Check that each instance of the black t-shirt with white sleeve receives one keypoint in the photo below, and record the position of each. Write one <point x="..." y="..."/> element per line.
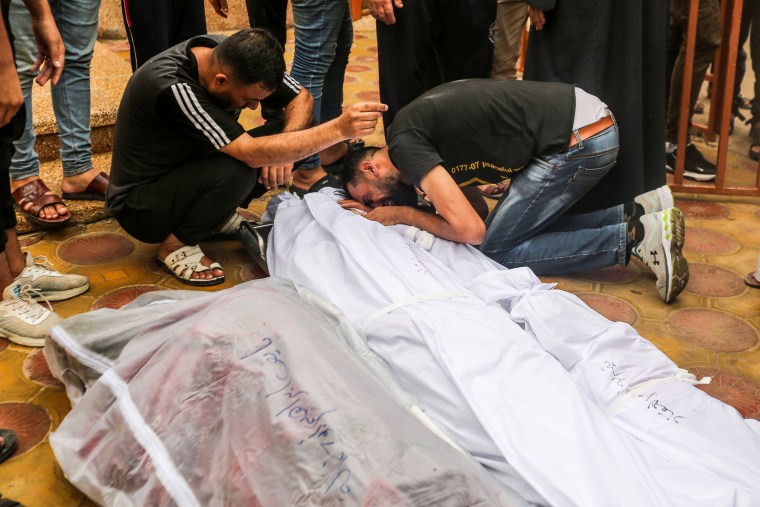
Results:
<point x="481" y="131"/>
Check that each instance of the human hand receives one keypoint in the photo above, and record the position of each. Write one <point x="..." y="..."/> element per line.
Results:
<point x="388" y="215"/>
<point x="382" y="10"/>
<point x="354" y="205"/>
<point x="11" y="97"/>
<point x="360" y="120"/>
<point x="220" y="7"/>
<point x="536" y="17"/>
<point x="275" y="175"/>
<point x="50" y="50"/>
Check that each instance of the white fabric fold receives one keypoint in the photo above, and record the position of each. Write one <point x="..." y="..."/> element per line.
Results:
<point x="522" y="376"/>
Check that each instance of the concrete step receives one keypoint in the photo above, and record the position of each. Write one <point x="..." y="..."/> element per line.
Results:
<point x="110" y="71"/>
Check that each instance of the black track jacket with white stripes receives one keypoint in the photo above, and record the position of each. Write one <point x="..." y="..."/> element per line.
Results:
<point x="166" y="119"/>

=== Vereisten ===
Geef alle records hierboven opnieuw weer en vervang daarin "keypoint" door "marker", zonder verder iets te wijzigen. Neem de afbeeldingen niet op in het antwoord.

=== Antwoord op opgave ===
Check that each instance of the black t-shirt with white sleeve receives one marker in the photo below, and record the position of each. Write one <point x="..." y="..."/> element per line.
Results:
<point x="481" y="131"/>
Check that each instance of the human hand receives one marker in the photo above, and record the position of each. Write one <point x="..." y="..."/> element per line.
Results:
<point x="388" y="215"/>
<point x="382" y="10"/>
<point x="354" y="205"/>
<point x="11" y="97"/>
<point x="360" y="120"/>
<point x="220" y="7"/>
<point x="536" y="17"/>
<point x="275" y="175"/>
<point x="50" y="50"/>
Check that each instance of the white fabric fold receives one marker in the photo above, and record the position of each. Write one <point x="..." y="..."/> element per line.
Results:
<point x="522" y="376"/>
Check that each instance of the concrete step receives one marker in the photo above, and record the position of each. Write one <point x="..." y="..."/> element per line.
Results:
<point x="110" y="71"/>
Check that each instance of the black track jacket with white stripes receives one marker in the photo above, and record the position of each. Write one <point x="..." y="..."/> element per line.
Results:
<point x="166" y="119"/>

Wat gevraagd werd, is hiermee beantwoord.